Carry on the passage about the absolute privilege for witness statements under Maryland law, writing on from its last sentence.

PROVIDED PASSAGE
━━━━━━━━━━
This is the current state of the Maryland law and, as the Kennedy Court noted, of the law generally throughout the nation. The statement of a witness given in testimony or in pleadings, affidavits, depositions, “and other documents directly related to the case” are “absolutely” privileged. The rule is expressed this way in Restatement (Second) of Torts, § 588 (1977):

“A witness is absolutely privileged to publish defamatory matter concerning another in communications preliminary to a proposed judicial proceeding or as a part of a judicial proceeding in which he is testifying, if it has some relation to the proceeding.” (Emphasis supplied.)

Comment e to this section addresses, in particular, statements made prior to the actual commencement of the judicial proceeding. It says:

“As to communications preliminary to a proposed judicial proceeding, the rule stated in this Section applies only when the communication has some relation to a proceeding that is actually contemplated in good faith and under serious considerations by the witness or a possible party to the proceeding. The bare possibility that the proceeding might be instituted is not to be used as a cloak to provide immunity for defamation when the possibility is not seriously considered.”
━━━━━━━━━━
SOURCE DATA
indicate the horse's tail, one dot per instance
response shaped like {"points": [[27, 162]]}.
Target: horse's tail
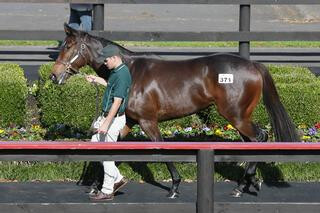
{"points": [[282, 125]]}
━━━━━━━━━━
OUTPUT FOR THIS TASK
Counsel have referred us to no Maryland case (and indeed have suggested that there are none) in which the privilege of a witness, which is essentially a testimonial privilege, has been held applicable to pre-trial statements made to an attorney. And, in the absence of any binding precedent, each side suggests that the case be determined on the basis of sound public policy. Naturally, they disagree on what that policy should be. Two opposing principles seem to be involved, both seeking to serve the same end: the truth-seeking function of the judicial process.

Appellant urges that the privilege be limited to statements made under oath; otherwise, he says, there would be no effective constraint upon false and scandalous statements made by witnesses and potential witnesses. The privilege becomes and remains functional, he suggests, only because, and to the extent that, there are collateral sanctions available to deter a witness from speaking falsely. To be sure, there is some measure of support for this view in Hunckel v. Voneiff and its English antecedents. Appellee, on the other hand, contends that denial of the privilege to pre-trial communications between potential witnesses and counsel would invite far more serious disruptions to the proper administration of justice by inhibiting the ability of counsel (and litigants) to gather evidence and prepare their cases for trial. The hypothesis here is that the effectiveness of the truth-seeking process is dependent primarily upon adequate pre-trial preparation; and, unless potential witnesses are protected against civil liability (and the harassment of lawsuits seeking to impose such liability), they will be most reluctant to share their knowledge and opinions except under the most formal, most expensive, and least efficient circumstances.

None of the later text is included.